De l’aveu même du biologiste, son projet s’avère ambitieux, avec une surface totale de 70 000 hectares, mais surtout en raison de sa durée qui s’étend sur plusieurs siècles. Il convient de laisser le temps à la forêt existante d’évoluer de façon autonome, sans aucune intervention humaine. Progressivement, la nature reprendra ses droits. Elle développera et renouvellera sa faune et sa flore, recréant l’équilibre qu’elle connaissait avant l’arrivée de l’homme.
Où fonder cette forêt primaire européenne ?
Francis Hallé et ses équipes réfléchissent à l’endroit idéal pour fonder cette forêt primaire européenne. Leur objectif est de trouver une zone transfrontalière entre la France et un autre pays. Il importe de ne pas se limiter à notre territoire national pour des raisons de stabilité et de sécurité. Le but est de profiter de la puissance des lois à l’échelon européen. La preuve de cet atout a été apportée par l’intervention de l’Europe pour arrêter la destruction programmée de la forêt Bialowieza.

> **Entrées de données recueillies**
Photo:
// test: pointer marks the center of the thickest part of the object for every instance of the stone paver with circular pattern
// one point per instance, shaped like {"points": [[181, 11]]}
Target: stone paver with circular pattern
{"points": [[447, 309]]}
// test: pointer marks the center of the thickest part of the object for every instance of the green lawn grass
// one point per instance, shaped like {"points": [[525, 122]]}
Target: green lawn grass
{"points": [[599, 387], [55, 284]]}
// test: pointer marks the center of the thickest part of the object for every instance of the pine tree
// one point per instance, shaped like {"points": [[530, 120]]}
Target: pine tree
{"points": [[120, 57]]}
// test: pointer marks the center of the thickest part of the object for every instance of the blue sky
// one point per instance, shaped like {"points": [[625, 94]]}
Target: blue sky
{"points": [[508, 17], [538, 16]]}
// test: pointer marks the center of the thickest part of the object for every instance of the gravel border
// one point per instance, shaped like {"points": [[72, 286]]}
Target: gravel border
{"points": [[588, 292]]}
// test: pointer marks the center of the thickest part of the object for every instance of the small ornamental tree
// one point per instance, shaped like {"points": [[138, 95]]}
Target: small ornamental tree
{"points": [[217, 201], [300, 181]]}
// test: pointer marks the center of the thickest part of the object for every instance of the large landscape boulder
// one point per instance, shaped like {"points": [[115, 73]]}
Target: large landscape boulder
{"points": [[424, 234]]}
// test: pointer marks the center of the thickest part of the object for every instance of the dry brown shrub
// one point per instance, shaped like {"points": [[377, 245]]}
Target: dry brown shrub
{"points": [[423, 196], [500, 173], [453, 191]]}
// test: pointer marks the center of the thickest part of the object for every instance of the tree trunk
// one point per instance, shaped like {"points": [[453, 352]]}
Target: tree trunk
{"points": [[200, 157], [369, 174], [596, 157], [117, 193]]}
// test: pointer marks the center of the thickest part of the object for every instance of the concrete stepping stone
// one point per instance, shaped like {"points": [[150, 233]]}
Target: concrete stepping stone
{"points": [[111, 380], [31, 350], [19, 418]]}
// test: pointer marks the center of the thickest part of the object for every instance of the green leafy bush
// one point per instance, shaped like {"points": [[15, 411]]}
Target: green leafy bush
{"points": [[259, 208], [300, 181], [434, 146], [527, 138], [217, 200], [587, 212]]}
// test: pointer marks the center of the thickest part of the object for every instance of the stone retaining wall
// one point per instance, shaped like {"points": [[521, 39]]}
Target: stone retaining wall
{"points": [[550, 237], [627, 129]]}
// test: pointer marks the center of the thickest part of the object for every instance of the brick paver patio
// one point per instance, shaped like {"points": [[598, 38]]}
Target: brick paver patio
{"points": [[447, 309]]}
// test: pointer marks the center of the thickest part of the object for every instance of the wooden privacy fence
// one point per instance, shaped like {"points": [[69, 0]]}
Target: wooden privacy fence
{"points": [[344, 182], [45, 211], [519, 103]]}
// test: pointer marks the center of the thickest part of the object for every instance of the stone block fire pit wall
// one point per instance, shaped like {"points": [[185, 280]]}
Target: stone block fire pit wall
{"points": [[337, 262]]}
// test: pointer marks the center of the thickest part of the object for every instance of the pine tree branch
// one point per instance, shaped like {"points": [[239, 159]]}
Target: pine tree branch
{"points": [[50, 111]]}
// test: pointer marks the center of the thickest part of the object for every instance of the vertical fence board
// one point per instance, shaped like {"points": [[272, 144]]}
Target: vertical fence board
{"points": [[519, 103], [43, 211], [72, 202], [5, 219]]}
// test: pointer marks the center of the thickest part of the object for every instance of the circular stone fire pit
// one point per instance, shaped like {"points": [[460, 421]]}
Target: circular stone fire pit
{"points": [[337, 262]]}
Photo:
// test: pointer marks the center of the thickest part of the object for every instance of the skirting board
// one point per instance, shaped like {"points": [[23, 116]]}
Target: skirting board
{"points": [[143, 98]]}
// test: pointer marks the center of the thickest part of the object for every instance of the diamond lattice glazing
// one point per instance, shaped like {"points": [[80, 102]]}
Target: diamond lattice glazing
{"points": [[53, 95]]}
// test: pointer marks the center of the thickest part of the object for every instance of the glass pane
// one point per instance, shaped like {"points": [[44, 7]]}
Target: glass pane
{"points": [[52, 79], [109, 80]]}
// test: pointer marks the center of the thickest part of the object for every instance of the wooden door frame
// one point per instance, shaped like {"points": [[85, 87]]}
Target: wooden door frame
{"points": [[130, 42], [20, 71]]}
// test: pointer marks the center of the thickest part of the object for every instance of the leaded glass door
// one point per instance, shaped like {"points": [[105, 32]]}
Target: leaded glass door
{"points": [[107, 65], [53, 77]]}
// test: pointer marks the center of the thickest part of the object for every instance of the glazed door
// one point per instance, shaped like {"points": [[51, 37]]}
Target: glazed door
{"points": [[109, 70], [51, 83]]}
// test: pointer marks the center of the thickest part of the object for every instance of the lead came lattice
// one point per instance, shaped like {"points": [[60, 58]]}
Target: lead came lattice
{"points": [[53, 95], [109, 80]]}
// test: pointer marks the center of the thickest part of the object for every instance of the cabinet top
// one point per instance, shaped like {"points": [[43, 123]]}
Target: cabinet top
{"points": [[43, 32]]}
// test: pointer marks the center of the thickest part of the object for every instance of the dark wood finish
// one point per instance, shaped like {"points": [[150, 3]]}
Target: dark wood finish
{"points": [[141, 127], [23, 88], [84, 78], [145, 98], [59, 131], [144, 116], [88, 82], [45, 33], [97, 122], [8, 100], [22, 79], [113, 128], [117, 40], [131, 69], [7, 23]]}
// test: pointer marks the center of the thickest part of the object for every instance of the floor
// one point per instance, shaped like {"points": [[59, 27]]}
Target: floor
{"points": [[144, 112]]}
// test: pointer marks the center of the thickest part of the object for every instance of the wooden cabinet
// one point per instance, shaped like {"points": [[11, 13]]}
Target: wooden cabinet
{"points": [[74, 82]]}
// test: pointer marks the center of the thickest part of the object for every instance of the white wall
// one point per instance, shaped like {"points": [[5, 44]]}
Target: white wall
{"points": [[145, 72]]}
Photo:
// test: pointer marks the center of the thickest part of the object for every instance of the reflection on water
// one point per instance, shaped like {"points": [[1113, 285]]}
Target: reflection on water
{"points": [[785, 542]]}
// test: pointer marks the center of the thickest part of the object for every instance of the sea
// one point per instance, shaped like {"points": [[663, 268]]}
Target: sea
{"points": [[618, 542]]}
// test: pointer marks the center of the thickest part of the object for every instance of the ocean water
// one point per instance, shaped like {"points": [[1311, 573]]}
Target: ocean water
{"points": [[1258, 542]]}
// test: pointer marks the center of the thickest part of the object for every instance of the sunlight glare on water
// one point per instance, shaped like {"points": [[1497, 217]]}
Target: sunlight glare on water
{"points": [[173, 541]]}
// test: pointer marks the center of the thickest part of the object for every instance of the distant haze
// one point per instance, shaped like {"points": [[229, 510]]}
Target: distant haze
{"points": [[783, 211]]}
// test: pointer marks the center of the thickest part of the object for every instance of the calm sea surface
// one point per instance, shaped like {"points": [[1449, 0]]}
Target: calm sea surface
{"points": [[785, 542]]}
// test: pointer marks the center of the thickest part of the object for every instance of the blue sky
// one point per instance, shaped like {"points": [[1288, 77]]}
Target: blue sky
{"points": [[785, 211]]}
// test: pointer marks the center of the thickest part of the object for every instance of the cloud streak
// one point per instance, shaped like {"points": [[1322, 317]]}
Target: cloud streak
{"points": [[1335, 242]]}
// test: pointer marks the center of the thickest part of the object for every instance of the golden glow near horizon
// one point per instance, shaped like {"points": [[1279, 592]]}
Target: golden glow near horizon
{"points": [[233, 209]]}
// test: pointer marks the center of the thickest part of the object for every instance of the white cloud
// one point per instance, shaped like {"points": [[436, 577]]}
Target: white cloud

> **Consignes de travail**
1. D'après le texte sur la forêt primaire européenne, quelle surface totale le projet doit-il couvrir ?
2. Donnez la suite du texte sur la forêt primaire européenne, à partir de sa dernière phrase.
Les enregistrements n'interviennent pas dans ce travail.

> **Réponses par tâche**
1. 70 000 hectares.

2.
Le temps long sera respecté, laissant les arbres et le reste de la flore se développer à leur rythme naturel. Cela signifie une pousse durant cinq à six mois de l’année, car, dans notre zone tempérée, la nature fait une pause chaque année pendant l’hiver et toute la saison froide.
L’association de Francis Hallé reconnaît en être encore à la première étape du projet, car aucun lieu n’a encore été défini. Toutefois, se baser sur une forêt secondaire est un objectif privilégié, car ce sont au moins deux siècles gagnés avant que la forêt puisse être réellement considérée comme primaire. Francis Hallé estime que six siècles au moins seront nécessaires.
Deux sites sont actuellement à l’étude, l’un dans les Ardennes, l’autre dans les Vosges, ce qui permet d’être à la frontière avec l’Allemagne et la Belgique.
Comment se déroulera l’expérience ?
Lorsque le lieu sera enfin délimité, l’expérience pourra commencer. Dans un premier temps, les arbres dits pionniers mourront naturellement. Leur décomposition enrichira le sol et favorisera la diversité des champignons et des insectes.
De nouveaux arbres pousseront naturellement, sans plantations planifiées par l’homme. Sous nos latitudes et en fonction des espèces déjà présentes, les premières essences seront principalement celles de tilleuls, érables et frênes. Le cycle naturel de la pousse des arbres sera ainsi enclenché.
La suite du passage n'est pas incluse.